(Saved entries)
+++

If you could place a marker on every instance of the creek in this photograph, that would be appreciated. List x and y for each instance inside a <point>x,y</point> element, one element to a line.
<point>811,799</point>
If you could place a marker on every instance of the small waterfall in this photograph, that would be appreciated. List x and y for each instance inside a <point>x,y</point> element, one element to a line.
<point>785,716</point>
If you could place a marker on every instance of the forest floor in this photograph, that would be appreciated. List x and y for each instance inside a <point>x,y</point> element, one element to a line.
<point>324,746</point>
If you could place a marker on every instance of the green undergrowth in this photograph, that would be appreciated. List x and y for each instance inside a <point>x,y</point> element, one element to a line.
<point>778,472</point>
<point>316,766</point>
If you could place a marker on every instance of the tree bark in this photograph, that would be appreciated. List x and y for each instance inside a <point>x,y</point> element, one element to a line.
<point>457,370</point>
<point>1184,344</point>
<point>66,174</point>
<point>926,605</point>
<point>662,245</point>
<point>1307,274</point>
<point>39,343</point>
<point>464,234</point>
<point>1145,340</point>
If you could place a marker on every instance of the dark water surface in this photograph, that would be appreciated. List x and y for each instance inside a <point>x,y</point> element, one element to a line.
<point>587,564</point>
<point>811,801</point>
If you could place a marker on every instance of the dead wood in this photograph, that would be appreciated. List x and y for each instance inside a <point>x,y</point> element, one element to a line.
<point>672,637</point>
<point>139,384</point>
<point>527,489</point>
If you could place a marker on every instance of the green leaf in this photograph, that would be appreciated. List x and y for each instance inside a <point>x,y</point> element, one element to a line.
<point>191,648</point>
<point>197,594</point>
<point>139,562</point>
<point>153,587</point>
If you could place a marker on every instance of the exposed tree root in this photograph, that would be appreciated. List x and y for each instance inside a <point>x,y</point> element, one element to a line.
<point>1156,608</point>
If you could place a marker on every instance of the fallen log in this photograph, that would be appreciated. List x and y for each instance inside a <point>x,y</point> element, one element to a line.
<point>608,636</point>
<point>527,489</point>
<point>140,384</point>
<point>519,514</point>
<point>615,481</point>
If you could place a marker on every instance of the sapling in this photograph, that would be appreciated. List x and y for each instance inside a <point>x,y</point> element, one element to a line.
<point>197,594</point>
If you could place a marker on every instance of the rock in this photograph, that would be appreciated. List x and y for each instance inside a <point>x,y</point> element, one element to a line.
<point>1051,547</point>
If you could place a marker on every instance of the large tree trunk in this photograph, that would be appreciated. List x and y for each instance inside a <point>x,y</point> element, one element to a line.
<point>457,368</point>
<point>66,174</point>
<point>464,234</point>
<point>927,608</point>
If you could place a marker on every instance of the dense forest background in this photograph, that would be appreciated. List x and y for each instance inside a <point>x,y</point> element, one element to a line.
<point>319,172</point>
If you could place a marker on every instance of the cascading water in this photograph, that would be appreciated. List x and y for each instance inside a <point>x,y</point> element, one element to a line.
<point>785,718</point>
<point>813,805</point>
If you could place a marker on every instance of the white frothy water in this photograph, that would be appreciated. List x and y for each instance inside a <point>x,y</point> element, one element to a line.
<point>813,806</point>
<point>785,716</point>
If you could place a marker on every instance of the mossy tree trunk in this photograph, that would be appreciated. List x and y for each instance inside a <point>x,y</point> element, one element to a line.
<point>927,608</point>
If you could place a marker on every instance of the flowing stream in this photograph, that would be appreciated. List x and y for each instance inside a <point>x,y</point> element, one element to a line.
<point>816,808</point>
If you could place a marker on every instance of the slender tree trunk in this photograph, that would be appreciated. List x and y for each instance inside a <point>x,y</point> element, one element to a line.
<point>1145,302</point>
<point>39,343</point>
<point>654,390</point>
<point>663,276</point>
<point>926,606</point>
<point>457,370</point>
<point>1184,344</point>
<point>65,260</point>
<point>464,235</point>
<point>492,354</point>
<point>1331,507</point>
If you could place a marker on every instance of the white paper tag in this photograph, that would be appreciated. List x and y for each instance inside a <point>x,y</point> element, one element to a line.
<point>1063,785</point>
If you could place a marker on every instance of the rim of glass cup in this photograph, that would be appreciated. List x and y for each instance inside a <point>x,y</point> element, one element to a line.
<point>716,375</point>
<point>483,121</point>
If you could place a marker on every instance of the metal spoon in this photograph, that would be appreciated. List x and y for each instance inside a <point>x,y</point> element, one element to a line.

+++

REQUIRED ACTION:
Exactly the lines from the one containing "rim of glass" to the final line of the data, both included, should be printed, and nothing more.

EXPECTED OUTPUT:
If you could place a marker on every instance of the rim of glass cup in this photograph, that would be appreciated. List x and y for each instance inside a <point>x,y</point> element, one element to a line.
<point>716,375</point>
<point>483,121</point>
If you could place a marker on every instance of the metal spoon in this photograph, that would be appreciated. List x and y for each instance inside a <point>x,y</point> element, one element to a line.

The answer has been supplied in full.